------ Supplied records ------

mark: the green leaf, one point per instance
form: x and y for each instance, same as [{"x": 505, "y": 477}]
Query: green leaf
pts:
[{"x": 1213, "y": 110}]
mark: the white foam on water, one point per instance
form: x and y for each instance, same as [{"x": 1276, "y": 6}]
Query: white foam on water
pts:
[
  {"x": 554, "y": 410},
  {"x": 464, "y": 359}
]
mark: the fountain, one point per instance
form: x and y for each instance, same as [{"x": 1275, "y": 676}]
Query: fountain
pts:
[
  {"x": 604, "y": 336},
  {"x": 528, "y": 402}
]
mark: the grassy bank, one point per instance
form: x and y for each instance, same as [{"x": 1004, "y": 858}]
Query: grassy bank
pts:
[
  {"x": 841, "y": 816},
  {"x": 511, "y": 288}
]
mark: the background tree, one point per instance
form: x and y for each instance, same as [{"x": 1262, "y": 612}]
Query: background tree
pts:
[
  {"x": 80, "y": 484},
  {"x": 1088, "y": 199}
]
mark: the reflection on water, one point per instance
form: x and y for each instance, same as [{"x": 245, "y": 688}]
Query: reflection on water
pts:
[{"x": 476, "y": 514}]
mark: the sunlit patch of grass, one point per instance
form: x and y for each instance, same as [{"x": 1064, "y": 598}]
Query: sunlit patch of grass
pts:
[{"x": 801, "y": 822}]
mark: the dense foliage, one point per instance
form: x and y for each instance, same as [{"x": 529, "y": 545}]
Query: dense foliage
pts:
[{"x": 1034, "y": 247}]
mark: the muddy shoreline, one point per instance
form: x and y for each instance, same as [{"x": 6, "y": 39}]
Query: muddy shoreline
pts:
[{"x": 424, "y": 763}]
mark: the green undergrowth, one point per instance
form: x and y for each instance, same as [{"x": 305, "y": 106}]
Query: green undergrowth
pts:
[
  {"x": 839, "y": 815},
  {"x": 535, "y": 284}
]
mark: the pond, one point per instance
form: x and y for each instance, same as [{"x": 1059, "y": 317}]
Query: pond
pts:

------

Aim: Set all of the records down again, exactly as they stand.

Task answer:
mark: the green leaf, one point per instance
form: x and y for each instance, same as [{"x": 505, "y": 477}]
Query: green leaf
pts:
[{"x": 1213, "y": 110}]
mark: the white foam on water, one point per instance
form: x and y for each instance, same as [{"x": 1276, "y": 6}]
Query: white foam on water
pts:
[
  {"x": 554, "y": 410},
  {"x": 464, "y": 359}
]
mark: the fountain, one point per instance
form: x and y for each instance, same as [{"x": 1275, "y": 676}]
Query: fountain
pts:
[
  {"x": 604, "y": 336},
  {"x": 528, "y": 402}
]
mark: the grassy bank, one point per instance
form: x and y for each instance, same as [{"x": 1004, "y": 858}]
Query: grassy bank
pts:
[
  {"x": 841, "y": 816},
  {"x": 511, "y": 288}
]
mark: the background tree, one point per instance
form: x and y for each instance, same as [{"x": 1262, "y": 612}]
Query: background tree
pts:
[
  {"x": 80, "y": 484},
  {"x": 1088, "y": 199}
]
mark: the reflection on water, one point per instance
form: x and y for each instance, same as [{"x": 245, "y": 688}]
Query: reflection on water
pts:
[{"x": 476, "y": 514}]
mark: the sunlit patch of grass, one point per instance
form: x and y for each instance, same as [{"x": 1064, "y": 598}]
Query: sunlit patch of grass
pts:
[{"x": 801, "y": 822}]
mark: the dense foliage, one point per instance
form: x and y for each instance, same as [{"x": 529, "y": 545}]
Query: dense foliage
pts:
[{"x": 1034, "y": 247}]
mark: the muddy shoreline, one point per instance
form: x and y for each instance, same as [{"x": 6, "y": 39}]
Query: muddy shoreline
pts:
[{"x": 424, "y": 763}]
mark: the green undergrowth, one point per instance
form: x and y for each instance, same as [{"x": 305, "y": 106}]
Query: green undergrowth
pts:
[
  {"x": 839, "y": 815},
  {"x": 535, "y": 284}
]
mark: the pond, one point per instance
form: x and y for each instance, same as [{"x": 1059, "y": 317}]
Query: pond
pts:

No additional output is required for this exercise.